* _EXCERPTED TEXT_:
Friday, January 27, 2006

ION update: 01/27/06

The EPRDF's new diplomatic team
Indian Ocean Newsletter N°1166 28/01/2006

The Ethiopian government, which is having a hard time getting its post-election policies accepted by the international community, is to constitute a new team of ambassadors to defend this regime in a diplomatic atmosphere not always favourable to it. A rotation of diplomatic posts is under way, with the appointment of some twenty new ambassadors, many of who were unsuccessful pro-government candidates in the May 2005 legislative election and others are loyal top civil servants. At the same time, a handful of ambassadors are to be recalled to Addis Ababa to take up functions under close scrutiny within the ministry of foreign affairs or in regional governments. We investigate the likely appointments in the pipeline.

Europe. The head of expatriate Ethiopian affairs in the Ministry of Foreign Affairs (MFA), Wubishet Demissie T/Mariam, of the Gurage ethnic group and a veterant diplomat, will probably become the next Ambassador to Paris, replacing Sahle-Work Zewde. The latter, after having spent many long years abroad (Djibouti and later Paris) may be called to take up the head of the Africa department of the MFA in Addis Ababa. She will hence replace another woman, Konjit Sinegiorgis, who will probably be posted as Ambassador to Vienna (Austria). The head of the Europe and America department of the Ethiopian Ministry of Foreign Affairs, Girum Abbay, for his part should become Ambassador to Italy. Meanwhile Zerihun Retta, a former representative to the United Nations, could be posted to Ireland. For her part, the former Minister of Education, defeated in the election, Genet Zewde, should be sent as Ambassador to London. Finally, Siraj Rashid is about to become number two in the Ethiopian Embassy to Germany.

Items stored from a collection:
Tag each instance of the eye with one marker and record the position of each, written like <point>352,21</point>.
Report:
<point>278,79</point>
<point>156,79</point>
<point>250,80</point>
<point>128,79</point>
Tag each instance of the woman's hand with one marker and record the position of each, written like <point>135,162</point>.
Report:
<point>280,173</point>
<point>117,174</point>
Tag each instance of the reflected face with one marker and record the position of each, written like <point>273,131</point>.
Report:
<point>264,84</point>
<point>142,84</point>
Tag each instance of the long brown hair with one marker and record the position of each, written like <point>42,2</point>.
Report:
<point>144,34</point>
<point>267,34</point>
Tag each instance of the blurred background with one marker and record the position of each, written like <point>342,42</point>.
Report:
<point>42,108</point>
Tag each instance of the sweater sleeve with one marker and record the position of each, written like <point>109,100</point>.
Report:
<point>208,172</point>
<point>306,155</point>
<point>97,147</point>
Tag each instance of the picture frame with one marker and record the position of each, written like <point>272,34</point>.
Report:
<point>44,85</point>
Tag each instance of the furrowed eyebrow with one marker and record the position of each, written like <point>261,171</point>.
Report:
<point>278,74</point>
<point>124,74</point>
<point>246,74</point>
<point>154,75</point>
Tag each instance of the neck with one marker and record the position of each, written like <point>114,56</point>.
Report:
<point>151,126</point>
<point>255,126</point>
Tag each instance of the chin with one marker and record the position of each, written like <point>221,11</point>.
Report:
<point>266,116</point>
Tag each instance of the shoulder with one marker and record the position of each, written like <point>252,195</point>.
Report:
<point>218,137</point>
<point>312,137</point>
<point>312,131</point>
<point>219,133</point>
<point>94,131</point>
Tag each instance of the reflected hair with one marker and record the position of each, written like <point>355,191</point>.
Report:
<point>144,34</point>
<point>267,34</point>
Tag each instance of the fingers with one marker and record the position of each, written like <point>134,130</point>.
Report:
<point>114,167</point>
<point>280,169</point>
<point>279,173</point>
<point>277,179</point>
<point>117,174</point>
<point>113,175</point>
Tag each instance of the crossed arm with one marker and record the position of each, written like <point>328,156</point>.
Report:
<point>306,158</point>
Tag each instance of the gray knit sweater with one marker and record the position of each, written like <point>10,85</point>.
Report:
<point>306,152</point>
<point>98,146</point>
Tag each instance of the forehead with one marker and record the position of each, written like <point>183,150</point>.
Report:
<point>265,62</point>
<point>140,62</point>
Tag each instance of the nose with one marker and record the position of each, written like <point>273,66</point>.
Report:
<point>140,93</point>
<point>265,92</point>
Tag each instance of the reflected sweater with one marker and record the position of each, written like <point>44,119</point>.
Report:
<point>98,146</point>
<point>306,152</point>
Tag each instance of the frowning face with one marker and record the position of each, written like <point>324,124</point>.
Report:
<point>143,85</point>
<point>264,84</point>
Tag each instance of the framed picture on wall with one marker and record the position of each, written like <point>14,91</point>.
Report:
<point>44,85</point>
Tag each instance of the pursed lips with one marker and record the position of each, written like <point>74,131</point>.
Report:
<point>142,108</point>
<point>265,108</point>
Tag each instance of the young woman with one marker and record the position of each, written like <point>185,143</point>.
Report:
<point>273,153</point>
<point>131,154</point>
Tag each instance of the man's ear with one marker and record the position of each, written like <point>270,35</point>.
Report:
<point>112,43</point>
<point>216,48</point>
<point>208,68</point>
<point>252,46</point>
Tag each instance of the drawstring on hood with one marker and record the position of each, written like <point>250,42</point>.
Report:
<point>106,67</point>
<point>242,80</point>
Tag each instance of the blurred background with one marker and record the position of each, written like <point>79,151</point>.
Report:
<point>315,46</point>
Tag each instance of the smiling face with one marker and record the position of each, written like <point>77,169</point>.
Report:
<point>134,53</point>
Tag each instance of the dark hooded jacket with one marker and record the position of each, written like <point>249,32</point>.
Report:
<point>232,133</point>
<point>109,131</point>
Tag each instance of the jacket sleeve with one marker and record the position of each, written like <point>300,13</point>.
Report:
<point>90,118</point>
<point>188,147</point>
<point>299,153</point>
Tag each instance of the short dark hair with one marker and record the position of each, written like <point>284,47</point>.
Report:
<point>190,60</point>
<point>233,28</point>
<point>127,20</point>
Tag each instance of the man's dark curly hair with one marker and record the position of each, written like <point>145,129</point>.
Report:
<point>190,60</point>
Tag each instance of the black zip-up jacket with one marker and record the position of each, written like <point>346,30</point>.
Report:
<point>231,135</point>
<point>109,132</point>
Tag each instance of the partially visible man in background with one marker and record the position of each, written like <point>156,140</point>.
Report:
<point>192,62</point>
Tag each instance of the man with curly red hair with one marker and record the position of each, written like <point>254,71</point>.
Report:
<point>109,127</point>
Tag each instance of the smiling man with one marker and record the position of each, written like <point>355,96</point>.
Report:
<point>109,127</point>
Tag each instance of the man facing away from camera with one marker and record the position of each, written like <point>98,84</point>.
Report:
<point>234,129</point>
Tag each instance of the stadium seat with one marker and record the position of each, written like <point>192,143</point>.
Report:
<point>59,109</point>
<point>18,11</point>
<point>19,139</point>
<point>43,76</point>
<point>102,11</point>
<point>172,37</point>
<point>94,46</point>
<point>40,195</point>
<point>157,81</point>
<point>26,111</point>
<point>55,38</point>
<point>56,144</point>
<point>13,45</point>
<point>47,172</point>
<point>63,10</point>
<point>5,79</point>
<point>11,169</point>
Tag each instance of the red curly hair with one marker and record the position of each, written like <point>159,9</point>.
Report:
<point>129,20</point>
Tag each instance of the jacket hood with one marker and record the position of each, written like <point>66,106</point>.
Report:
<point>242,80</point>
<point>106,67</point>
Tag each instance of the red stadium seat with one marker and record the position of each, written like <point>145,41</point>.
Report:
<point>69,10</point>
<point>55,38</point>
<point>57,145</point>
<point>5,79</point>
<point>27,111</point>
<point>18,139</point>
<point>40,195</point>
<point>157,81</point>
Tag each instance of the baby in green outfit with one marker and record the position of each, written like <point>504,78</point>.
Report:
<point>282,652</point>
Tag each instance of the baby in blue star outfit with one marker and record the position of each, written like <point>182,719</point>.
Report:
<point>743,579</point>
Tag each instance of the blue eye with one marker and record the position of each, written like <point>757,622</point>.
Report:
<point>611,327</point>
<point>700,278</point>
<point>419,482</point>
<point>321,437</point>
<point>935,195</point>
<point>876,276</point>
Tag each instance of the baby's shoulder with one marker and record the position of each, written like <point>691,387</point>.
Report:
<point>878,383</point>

* _WHAT IS BEING ASKED_:
Can you transcribe the entire newsletter piece on Ethiopia's new ambassadors, word for word? None of the items is needed.

* _RESULT OF THE EXERCISE_:
Friday, January 27, 2006

ION update: 01/27/06

The EPRDF's new diplomatic team
Indian Ocean Newsletter N°1166 28/01/2006

The Ethiopian government, which is having a hard time getting its post-election policies accepted by the international community, is to constitute a new team of ambassadors to defend this regime in a diplomatic atmosphere not always favourable to it. A rotation of diplomatic posts is under way, with the appointment of some twenty new ambassadors, many of who were unsuccessful pro-government candidates in the May 2005 legislative election and others are loyal top civil servants. At the same time, a handful of ambassadors are to be recalled to Addis Ababa to take up functions under close scrutiny within the ministry of foreign affairs or in regional governments. We investigate the likely appointments in the pipeline.

Europe. The head of expatriate Ethiopian affairs in the Ministry of Foreign Affairs (MFA), Wubishet Demissie T/Mariam, of the Gurage ethnic group and a veterant diplomat, will probably become the next Ambassador to Paris, replacing Sahle-Work Zewde. The latter, after having spent many long years abroad (Djibouti and later Paris) may be called to take up the head of the Africa department of the MFA in Addis Ababa. She will hence replace another woman, Konjit Sinegiorgis, who will probably be posted as Ambassador to Vienna (Austria). The head of the Europe and America department of the Ethiopian Ministry of Foreign Affairs, Girum Abbay, for his part should become Ambassador to Italy. Meanwhile Zerihun Retta, a former representative to the United Nations, could be posted to Ireland. For her part, the former Minister of Education, defeated in the election, Genet Zewde, should be sent as Ambassador to London. Finally, Siraj Rashid is about to become number two in the Ethiopian Embassy to Germany.